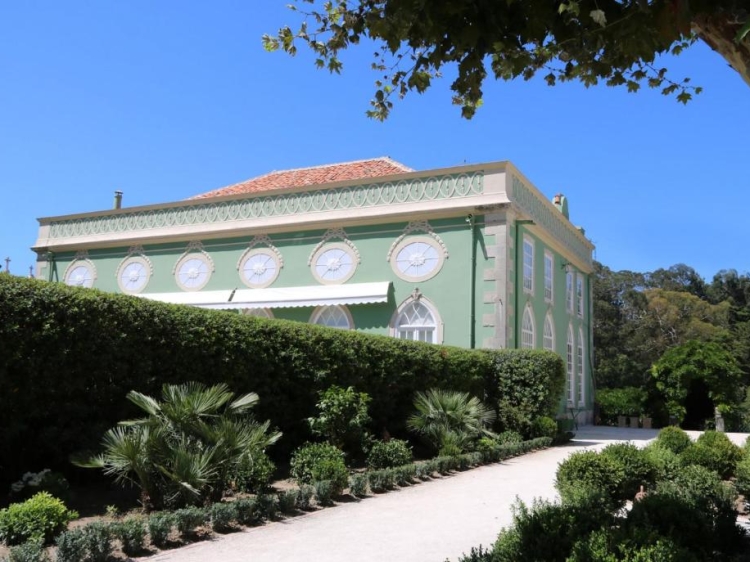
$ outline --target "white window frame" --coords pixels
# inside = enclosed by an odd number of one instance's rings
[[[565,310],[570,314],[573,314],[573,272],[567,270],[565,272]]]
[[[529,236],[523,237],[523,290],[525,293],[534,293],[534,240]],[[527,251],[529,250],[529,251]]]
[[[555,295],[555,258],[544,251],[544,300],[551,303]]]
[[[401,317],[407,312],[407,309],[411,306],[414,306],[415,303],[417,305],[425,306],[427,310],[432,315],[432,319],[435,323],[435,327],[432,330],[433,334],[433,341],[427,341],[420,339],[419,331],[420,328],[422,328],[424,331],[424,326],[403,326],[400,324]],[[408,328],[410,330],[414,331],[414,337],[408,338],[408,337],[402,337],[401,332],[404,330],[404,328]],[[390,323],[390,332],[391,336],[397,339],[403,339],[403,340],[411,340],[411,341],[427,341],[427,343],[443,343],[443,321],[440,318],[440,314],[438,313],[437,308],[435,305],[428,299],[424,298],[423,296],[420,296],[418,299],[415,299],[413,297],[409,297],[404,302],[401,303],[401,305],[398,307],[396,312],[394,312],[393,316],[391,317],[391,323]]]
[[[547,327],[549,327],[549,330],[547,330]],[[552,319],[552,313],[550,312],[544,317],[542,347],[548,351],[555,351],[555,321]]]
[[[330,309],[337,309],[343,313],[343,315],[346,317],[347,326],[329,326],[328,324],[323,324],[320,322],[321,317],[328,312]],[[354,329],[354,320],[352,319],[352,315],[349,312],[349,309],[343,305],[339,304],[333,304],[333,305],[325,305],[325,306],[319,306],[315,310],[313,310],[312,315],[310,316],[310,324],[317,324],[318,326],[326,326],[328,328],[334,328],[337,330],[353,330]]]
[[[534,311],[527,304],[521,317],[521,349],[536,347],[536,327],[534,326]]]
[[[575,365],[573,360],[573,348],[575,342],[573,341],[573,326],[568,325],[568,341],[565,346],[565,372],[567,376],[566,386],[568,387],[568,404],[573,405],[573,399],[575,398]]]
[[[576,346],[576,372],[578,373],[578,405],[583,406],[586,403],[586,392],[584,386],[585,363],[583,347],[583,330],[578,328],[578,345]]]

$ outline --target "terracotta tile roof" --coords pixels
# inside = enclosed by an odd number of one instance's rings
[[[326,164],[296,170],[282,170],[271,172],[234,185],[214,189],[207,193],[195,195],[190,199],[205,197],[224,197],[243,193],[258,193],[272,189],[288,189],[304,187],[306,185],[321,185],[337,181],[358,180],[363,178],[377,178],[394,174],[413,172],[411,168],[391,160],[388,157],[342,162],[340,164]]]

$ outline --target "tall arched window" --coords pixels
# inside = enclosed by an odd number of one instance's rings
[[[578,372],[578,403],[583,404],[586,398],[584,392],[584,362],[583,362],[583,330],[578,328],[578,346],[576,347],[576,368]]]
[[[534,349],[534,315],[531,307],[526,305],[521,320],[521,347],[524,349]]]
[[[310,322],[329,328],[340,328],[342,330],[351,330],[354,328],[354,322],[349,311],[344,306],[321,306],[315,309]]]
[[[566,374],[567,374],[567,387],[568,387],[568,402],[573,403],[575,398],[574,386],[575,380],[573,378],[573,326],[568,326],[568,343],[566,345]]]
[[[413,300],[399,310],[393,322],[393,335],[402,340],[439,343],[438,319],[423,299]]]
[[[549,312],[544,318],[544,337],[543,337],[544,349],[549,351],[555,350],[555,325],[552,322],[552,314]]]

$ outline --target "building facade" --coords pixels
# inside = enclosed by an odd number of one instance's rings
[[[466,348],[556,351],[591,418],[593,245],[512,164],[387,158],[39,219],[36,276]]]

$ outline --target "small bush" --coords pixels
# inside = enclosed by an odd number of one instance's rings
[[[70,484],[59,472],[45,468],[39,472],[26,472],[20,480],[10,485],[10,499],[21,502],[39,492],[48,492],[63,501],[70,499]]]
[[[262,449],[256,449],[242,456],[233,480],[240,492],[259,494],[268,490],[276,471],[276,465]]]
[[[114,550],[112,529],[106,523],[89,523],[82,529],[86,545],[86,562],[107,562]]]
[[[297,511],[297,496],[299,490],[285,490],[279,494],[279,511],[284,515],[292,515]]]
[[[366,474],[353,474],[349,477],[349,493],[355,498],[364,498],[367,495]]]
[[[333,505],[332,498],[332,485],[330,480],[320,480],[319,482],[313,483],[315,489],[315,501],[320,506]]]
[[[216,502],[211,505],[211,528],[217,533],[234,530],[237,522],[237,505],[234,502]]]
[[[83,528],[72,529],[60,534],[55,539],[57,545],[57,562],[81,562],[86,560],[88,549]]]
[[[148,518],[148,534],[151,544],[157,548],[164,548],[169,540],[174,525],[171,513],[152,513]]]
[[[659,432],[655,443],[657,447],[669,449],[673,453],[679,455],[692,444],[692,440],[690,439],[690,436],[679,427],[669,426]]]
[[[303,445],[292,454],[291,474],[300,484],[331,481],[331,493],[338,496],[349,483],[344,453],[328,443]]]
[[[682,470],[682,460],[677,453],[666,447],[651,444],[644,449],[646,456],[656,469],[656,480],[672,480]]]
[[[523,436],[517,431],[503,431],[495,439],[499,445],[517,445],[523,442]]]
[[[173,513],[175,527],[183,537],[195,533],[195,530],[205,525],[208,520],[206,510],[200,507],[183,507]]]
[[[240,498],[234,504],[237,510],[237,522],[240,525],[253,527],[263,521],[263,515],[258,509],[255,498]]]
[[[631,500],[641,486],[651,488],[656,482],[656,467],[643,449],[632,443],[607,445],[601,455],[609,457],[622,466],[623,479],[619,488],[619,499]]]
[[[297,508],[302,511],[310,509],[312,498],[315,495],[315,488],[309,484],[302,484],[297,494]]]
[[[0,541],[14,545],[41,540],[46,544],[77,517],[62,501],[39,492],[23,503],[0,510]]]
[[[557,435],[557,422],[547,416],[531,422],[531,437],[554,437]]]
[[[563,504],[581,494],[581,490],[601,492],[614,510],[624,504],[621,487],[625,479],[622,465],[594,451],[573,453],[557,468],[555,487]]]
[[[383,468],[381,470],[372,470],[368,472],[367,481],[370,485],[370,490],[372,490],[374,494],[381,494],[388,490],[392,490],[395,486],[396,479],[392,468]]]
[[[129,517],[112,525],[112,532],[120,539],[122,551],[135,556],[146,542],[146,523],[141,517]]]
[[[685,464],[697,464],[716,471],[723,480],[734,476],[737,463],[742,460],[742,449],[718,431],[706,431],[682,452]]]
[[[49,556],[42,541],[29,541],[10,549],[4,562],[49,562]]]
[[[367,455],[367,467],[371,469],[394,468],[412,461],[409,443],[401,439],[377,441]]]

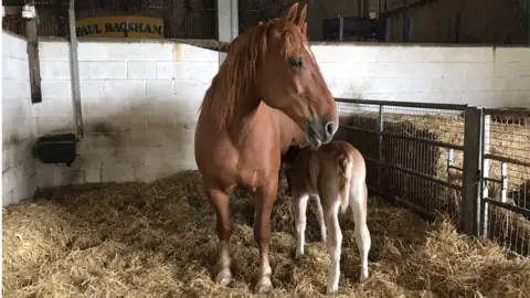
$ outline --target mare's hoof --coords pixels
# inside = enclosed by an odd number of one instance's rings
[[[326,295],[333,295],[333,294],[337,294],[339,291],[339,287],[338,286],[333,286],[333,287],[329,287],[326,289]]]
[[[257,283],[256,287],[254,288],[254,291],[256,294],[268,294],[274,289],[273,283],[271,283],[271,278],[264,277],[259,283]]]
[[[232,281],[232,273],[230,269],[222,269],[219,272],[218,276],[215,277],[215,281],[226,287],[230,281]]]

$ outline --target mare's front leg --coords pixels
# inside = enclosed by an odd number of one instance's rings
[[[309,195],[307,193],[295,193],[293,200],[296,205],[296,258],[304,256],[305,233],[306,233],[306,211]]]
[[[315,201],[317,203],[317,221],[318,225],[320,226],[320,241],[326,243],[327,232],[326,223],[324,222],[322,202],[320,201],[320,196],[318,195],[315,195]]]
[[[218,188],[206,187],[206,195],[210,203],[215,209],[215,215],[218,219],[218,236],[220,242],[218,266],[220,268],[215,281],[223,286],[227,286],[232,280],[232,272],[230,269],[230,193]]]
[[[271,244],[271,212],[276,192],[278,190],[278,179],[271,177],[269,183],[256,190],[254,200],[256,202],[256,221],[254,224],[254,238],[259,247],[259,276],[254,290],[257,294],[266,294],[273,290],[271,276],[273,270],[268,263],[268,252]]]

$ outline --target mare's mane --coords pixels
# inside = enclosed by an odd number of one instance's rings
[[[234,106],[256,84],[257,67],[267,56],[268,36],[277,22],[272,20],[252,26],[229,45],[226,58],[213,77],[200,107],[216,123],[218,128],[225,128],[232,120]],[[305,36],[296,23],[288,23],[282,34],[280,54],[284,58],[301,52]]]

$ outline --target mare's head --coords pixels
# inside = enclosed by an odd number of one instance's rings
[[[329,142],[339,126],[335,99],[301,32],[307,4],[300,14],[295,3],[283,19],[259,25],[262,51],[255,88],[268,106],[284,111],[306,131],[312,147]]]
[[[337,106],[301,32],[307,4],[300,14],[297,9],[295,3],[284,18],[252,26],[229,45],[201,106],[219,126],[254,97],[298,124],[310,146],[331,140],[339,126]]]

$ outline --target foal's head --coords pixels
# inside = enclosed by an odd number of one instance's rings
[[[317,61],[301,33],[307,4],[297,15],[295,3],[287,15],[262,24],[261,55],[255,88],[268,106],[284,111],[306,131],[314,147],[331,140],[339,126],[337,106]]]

####################

Convert the data from its start through the line containing "[[[565,310],[570,314],[573,314],[573,272],[567,270],[565,272]]]", inclusive, into a JSON list of strings with one string per line. Omit blank lines and leave the pictures out.

[
  "$ outline --target \"white window frame\" --coords pixels",
  "# inside = enclosed by an odd number of one instance's rings",
  "[[[565,310],[570,314],[573,314],[573,272],[567,270],[565,272]]]"
]